-------- EXCERPT --------
In its 1985 publication, R&D in the Maritime Industry, the Congressional Office of Technology Assessment (OTA) summarized its findings on the state of technology and research in the U. S. maritime industries:
“ . . . the U. S. generally has lagged behind foreign competitors in applying technological advances to much of the U. S.-flag fleet and to the technology of constructing ships. OTA [concludes] that to achieve a competitive position in world shipping and shipbuilding, it is important for the United States to regain technological preeminence in these areas.”
During the three years since that opinion was formulated, what little maritime industries-related research and development that had been under way in this country has all but evaporated. Ship owners, faced with massive worldwide overtonnage, have been loath to invest scarce resources in R&D, preferring to purchase new technology off-the-shelf from abroad whenever urgent competitive grounds have justified the introduction of new ideas. The commercial shipbuilding industry, in far worse economic condition than the ship owners and facing little likelihood of future orders for new construction is in no financial position to risk significant capital on R&D ventures.
--------
# SET TASKS:
[a] Based on the maritime R&D excerpt, why has the commercial shipbuilding industry been unable to put significant capital into R&D? Respond in one to three sentences.
[b] Reproduce word for word the part of the maritime R&D excerpt that starts at the words "During the three" and ends after the words "on R&D ventures.".
The records that follow are separate material and have no connection to the text above.
-------- DATASET RECORDS --------
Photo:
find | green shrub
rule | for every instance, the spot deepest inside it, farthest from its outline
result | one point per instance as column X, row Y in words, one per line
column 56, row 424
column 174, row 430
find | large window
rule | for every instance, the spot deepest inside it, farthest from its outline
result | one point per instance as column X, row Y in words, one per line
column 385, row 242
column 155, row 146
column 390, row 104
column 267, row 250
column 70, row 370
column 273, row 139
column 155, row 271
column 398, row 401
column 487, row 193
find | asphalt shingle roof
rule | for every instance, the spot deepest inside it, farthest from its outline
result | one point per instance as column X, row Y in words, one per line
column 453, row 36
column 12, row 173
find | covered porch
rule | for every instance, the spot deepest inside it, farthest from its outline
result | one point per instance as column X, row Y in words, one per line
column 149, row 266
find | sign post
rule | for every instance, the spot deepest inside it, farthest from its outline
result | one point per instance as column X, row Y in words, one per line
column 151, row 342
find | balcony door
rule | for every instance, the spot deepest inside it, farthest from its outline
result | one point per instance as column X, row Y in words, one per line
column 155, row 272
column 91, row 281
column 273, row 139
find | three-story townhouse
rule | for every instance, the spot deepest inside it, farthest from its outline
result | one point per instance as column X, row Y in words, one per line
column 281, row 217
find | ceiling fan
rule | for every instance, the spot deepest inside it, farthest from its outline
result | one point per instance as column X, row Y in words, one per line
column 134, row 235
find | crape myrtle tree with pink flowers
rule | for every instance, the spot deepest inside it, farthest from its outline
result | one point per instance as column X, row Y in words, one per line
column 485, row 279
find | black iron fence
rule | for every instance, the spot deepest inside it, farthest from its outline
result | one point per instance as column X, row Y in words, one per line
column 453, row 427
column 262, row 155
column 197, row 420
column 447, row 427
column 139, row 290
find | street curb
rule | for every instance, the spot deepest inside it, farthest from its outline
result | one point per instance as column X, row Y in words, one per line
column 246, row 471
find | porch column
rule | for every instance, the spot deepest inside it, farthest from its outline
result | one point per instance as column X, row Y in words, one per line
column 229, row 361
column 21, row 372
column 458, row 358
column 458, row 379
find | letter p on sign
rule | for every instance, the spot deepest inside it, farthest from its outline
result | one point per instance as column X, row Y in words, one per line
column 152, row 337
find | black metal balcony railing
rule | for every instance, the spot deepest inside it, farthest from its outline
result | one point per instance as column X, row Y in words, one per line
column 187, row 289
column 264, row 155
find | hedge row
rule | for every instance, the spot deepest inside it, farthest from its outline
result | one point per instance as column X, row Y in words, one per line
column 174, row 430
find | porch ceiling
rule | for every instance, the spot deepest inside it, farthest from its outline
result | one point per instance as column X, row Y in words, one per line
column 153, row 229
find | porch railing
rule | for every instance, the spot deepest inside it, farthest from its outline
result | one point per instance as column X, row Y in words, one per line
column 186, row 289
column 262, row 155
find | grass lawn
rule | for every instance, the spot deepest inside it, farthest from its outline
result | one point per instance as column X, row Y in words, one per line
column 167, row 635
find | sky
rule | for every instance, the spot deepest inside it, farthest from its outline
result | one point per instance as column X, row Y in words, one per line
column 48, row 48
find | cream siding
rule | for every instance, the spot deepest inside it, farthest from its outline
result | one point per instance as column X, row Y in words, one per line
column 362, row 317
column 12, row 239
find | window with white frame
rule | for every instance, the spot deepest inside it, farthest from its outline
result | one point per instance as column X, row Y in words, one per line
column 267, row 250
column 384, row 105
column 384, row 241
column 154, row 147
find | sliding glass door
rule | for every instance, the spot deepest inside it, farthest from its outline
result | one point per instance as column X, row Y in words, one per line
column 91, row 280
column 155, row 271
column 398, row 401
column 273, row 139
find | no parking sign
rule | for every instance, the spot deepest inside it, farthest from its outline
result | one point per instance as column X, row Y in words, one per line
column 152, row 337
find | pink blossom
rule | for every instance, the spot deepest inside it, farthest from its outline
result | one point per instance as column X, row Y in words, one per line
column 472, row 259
--------
# TASK-BY-TASK RESULTS:
[a] The commercial shipbuilding industry is in far worse economic condition than the ship owners and faces little likelihood of future orders for new construction. As a result, it is in no financial position to risk significant capital on R&D ventures.

[b]
During the three years since that opinion was formulated, what little maritime industries-related research and development that had been under way in this country has all but evaporated. Ship owners, faced with massive worldwide overtonnage, have been loath to invest scarce resources in R&D, preferring to purchase new technology off-the-shelf from abroad whenever urgent competitive grounds have justified the introduction of new ideas. The commercial shipbuilding industry, in far worse economic condition than the ship owners and facing little likelihood of future orders for new construction is in no financial position to risk significant capital on R&D ventures.